[Start of Data for the task]

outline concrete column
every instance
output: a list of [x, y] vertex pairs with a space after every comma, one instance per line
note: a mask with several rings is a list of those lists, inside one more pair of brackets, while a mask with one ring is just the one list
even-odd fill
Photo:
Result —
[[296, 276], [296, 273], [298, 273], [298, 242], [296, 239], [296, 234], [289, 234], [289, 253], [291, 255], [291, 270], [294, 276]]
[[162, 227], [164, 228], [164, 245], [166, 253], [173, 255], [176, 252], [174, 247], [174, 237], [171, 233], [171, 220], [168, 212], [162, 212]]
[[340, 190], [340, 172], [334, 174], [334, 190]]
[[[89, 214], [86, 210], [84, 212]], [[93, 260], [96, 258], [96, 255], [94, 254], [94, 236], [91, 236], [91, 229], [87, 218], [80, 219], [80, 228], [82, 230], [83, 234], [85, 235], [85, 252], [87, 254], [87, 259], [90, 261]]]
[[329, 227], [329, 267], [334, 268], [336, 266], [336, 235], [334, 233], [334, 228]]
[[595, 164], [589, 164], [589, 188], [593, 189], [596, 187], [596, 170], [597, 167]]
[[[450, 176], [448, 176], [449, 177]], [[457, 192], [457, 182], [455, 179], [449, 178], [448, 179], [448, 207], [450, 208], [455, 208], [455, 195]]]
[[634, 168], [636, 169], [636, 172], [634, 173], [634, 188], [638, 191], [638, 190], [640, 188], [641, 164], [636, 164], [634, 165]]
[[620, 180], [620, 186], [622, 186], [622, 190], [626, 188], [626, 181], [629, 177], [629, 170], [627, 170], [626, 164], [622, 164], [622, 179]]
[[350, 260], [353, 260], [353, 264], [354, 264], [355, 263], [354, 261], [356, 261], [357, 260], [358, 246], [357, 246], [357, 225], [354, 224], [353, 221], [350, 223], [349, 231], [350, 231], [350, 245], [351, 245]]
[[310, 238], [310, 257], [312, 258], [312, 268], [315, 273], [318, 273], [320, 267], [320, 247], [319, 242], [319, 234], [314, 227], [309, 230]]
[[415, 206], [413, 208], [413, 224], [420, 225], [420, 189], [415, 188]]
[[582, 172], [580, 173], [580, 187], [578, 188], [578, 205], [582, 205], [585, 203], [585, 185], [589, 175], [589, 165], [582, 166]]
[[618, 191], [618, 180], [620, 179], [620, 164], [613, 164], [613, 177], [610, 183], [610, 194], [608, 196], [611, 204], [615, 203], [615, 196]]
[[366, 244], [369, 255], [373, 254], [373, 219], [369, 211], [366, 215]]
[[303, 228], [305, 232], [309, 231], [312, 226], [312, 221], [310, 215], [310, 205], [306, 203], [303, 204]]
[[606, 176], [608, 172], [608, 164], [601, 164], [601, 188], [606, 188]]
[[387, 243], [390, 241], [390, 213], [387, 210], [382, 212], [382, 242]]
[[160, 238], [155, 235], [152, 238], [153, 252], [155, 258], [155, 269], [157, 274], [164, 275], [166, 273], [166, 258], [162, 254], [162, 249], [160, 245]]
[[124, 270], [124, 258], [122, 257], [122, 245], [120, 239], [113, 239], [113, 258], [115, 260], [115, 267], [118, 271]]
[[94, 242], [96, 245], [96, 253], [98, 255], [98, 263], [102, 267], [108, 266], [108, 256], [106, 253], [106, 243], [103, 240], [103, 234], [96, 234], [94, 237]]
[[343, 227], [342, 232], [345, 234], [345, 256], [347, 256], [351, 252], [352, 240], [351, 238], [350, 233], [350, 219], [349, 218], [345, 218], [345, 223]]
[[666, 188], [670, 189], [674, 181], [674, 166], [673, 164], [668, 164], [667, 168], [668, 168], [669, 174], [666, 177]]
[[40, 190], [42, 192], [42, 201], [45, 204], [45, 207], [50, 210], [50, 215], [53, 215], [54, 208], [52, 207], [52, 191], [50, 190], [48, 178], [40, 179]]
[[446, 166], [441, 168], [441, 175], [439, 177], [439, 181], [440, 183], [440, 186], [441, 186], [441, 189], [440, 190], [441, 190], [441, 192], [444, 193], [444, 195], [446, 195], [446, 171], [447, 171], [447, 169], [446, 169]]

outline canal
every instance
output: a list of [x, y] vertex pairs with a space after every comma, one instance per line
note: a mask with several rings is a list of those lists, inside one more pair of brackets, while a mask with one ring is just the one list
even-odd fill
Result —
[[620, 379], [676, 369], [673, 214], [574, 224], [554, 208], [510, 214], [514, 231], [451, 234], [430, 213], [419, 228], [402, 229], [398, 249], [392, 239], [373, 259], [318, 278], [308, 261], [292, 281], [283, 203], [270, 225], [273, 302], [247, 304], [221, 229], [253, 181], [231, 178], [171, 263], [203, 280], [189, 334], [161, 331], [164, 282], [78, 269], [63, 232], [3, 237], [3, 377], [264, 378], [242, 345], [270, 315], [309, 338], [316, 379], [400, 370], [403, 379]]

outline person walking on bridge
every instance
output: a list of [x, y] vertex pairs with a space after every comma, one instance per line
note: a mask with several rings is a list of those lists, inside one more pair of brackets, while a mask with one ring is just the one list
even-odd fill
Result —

[End of Data for the task]

__Requirements__.
Reproduce every line from the start of the items through the line that contains "245], [351, 245]]", including that line and nothing beyond it. Keep the requests as they are, but shift every vertex coordinate in the answers by -87.

__Written answer__.
outline concrete column
every instance
output: a list of [x, y] vertex pairs with a space after every comma, one instance per line
note: a mask with several rings is a list of those lists, inside one more pair of brackets, while a mask with one ring is just the one list
even-odd fill
Photo:
Result —
[[209, 189], [209, 186], [211, 186], [211, 155], [209, 152], [209, 147], [202, 147], [202, 166], [204, 168], [204, 183], [207, 189]]
[[75, 140], [77, 141], [77, 158], [79, 166], [86, 168], [89, 165], [87, 160], [87, 150], [84, 146], [84, 133], [81, 125], [75, 125]]
[[253, 103], [253, 85], [247, 87], [247, 103]]
[[[2, 127], [-1, 123], [-3, 125]], [[6, 173], [9, 171], [9, 168], [7, 167], [7, 149], [4, 149], [4, 142], [0, 131], [-7, 132], [-7, 141], [-5, 143], [-4, 147], [-2, 148], [-2, 165], [0, 167], [0, 172], [3, 174]]]
[[242, 140], [242, 180], [247, 181], [249, 179], [249, 148], [247, 146], [247, 141]]
[[508, 77], [502, 77], [502, 101], [506, 102], [509, 100], [509, 83], [510, 80]]
[[[363, 89], [361, 89], [362, 90]], [[370, 105], [370, 95], [368, 92], [362, 91], [361, 92], [361, 120], [363, 121], [368, 121], [368, 108]]]
[[547, 81], [549, 82], [549, 85], [547, 86], [547, 101], [551, 104], [551, 103], [553, 101], [554, 77], [549, 77], [547, 78]]
[[533, 93], [533, 99], [535, 99], [535, 103], [539, 101], [539, 94], [542, 90], [542, 83], [540, 83], [539, 77], [535, 77], [535, 92]]
[[263, 173], [266, 173], [266, 177], [267, 177], [268, 176], [267, 174], [269, 174], [270, 173], [271, 159], [270, 159], [270, 138], [267, 137], [266, 134], [263, 136], [262, 144], [263, 144], [263, 158], [264, 158]]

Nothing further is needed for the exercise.